My firm doesn't have me starting until September - thus I will be doing bar/bri and maybe waitressing or something. Do you recommend people don't take bar/bri? I doubt many would find an internship that lets them come in at 3 pm.

Hiring Partner said...

In GP's mind, nothing is more important than taking bar/bri, or a similar bar preparation course. You absolutely must take it - if the cost is an issue, find a way, it is critical you take the class to improve your chances of passing the bar. Let's assume graduation is end of May, and the bar exam is in August, no one will question what you did in the months from May to August and if you can afford to not work at all during those months, all the better. But once the bar exam has been completed, the clock starts ticking. The time spent waiting to hear whether you passed the bar - in this case September to November - will not be a credible excuse to a potential HP.

Anonymous said...

To follow up on this good post, do the rules change considering our current economy? A year ago there were several contract jobs out there and several firm jobs available. Back then it would seem like the contract attorney WANTED to do contract work because there were permanent positions available. TODAY, there are very few permanent positions avaiable and even the contract jobs are getting harder to get.

I was hoping that a HP would consider today's hiring climate when his/her firm would start hiring attorneys again and wouldn't fault a new graduate for trying to survive. But to me it sounds like the Guest HP is saying that unless you were lucky or smart enough to obtain a law firm position after graduation, you are SOL even after the economy picks up.

For example, a had a job lined up at a decent mid-sized law firm in my city, but my offer was revoked while I was studying for the bar. The only thing I could find since taking the bar is a contract job. Even though I am doing the networking events and applying to law firms left and right, I can only continue working as a contract employee at my current law firm. According to Guest HP, if I don't find something permanent soon, my career as a lawyer at a law firm is over before it even started!

Hiring Partner said...

OMG! No, that is not at all what GP is saying. Don't despair. Let's start again, a contract attorney job is a great way to get into BIGLAW assuming that is what you want. Once you are in the doors, distinguish yourself, find a partner who wants to mentor you and who you believe is likely to have a need in the near future for someone just like you and all the while let that partner know of your interest in the firm!

Anonymous said...

this was a very useful post, GP, thanks. Glad you were not turned off by the tough crowd.

Min said...

GP - thanks so much for clarifying on the bar/bri question.

Anonymous at 7:58 - I can't believe your offer was revoked!
GP/HP - does this happen often? I accepted a position and have since obviously passed up all other interviews. I will be moving for my job and my new firm is going to reimburse some of my moving expenses. Do firms revoke offers and leave their new hire SOL? My husband is quitting his job and we are selling our house to do this. Should I be worried?

Economy (2L) said...

I have a general question...

After going through OCI this past fall I came away with two realizations. First, the unstable, plummeting economy saw BigLaw firms cut back on the total number of offers extended (read: 2009 summer classes will be smaller than previous years). Second, firms will be far more selective with giving full-time offers at the end of summer (read: the number of 2010 graduates being employed as 1st-year BigLaw associates will be smaller than previous years).

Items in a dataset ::

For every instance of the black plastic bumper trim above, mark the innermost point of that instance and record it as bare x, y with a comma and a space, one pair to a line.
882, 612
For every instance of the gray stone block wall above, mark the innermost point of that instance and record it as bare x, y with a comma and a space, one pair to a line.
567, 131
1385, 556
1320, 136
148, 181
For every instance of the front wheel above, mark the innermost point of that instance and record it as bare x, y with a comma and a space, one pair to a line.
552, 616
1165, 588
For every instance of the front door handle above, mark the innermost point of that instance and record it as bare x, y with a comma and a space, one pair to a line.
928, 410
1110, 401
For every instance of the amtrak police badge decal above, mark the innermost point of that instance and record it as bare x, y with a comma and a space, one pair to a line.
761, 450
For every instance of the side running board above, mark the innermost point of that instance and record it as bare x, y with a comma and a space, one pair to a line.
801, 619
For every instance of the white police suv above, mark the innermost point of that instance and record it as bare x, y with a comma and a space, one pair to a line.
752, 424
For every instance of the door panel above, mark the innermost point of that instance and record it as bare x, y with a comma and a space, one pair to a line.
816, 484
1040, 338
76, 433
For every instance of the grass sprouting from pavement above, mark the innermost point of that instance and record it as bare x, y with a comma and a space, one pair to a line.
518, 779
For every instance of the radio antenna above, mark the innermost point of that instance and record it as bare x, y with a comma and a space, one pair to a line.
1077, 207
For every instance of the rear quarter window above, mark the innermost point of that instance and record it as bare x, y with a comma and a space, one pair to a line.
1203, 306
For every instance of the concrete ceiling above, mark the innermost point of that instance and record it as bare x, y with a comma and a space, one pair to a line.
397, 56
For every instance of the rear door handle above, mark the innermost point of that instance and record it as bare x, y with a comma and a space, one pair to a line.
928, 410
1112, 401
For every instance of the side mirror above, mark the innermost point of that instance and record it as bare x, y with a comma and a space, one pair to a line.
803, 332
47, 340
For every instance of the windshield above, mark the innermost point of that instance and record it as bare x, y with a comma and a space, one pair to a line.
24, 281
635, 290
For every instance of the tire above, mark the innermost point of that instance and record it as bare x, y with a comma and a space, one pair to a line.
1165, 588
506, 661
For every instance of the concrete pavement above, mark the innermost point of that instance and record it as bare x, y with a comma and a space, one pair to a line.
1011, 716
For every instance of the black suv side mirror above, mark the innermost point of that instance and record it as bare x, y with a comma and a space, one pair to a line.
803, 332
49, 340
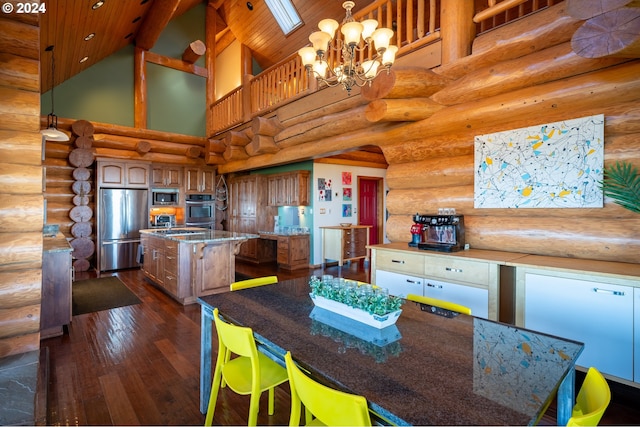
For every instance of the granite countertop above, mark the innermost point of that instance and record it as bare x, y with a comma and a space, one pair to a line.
197, 235
55, 243
435, 371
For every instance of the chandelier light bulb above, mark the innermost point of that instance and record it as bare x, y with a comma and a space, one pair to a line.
389, 56
329, 26
370, 68
307, 55
369, 26
358, 41
320, 68
381, 38
320, 41
351, 32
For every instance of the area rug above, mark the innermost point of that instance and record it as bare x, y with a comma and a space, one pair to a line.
100, 294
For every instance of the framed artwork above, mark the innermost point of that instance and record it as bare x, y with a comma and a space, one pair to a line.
324, 190
554, 165
346, 178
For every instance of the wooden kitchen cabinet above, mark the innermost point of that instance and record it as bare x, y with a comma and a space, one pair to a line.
249, 213
121, 174
200, 180
289, 189
293, 251
57, 278
166, 176
345, 243
470, 278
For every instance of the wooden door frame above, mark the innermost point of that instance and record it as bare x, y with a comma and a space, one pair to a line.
380, 204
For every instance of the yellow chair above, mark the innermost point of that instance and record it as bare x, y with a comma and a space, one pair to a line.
440, 303
593, 398
323, 405
252, 283
251, 372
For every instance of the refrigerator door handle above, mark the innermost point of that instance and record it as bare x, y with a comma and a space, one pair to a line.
117, 242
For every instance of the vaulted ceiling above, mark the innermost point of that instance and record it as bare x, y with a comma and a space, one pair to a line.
109, 25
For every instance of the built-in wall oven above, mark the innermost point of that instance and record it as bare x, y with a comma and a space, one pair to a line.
200, 210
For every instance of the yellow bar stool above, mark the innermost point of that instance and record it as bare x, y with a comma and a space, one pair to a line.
251, 372
252, 283
323, 405
593, 399
439, 303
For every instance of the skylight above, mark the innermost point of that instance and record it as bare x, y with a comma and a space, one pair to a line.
285, 13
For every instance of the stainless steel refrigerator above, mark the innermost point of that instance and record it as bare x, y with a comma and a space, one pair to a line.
121, 214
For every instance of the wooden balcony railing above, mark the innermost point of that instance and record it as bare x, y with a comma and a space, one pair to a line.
417, 23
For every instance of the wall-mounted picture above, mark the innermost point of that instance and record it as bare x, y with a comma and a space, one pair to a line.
554, 165
324, 190
346, 178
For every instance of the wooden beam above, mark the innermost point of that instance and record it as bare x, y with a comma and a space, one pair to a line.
176, 64
194, 51
139, 89
154, 23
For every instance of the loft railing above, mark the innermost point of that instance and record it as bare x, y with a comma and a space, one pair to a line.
417, 23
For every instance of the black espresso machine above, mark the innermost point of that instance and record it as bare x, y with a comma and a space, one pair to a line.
443, 233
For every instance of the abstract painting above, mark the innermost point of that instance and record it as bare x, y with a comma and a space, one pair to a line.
555, 165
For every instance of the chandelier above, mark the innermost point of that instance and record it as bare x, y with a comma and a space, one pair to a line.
358, 36
51, 133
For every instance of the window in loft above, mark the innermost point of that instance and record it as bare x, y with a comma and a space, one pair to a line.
285, 13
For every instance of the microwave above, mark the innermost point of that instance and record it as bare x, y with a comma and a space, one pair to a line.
165, 197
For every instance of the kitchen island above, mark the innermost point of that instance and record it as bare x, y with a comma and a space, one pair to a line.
191, 262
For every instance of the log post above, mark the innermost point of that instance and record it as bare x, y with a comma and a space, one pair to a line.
194, 51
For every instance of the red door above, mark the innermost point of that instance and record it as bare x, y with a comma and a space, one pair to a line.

Stated exercise :: Using the comment thread on bar preparation and hiring, say yes or no to each statement, and quote the words of the thread that decide it. 1. The hiring partner says a bar preparation course can be skipped if its cost is a problem. 2. The hiring partner describes a contract attorney job as a great way to get into BIGLAW. 3. Min's husband plans to keep his job during the move.

Solution to this exercise ::
1. No: "if the cost is an issue, find a way, it is critical you take the class to improve your chances of passing the bar."
2. Yes: "a contract attorney job is a great way to get into BIGLAW assuming that is what you want."
3. No: "My husband is quitting his job and we are selling our house to do this."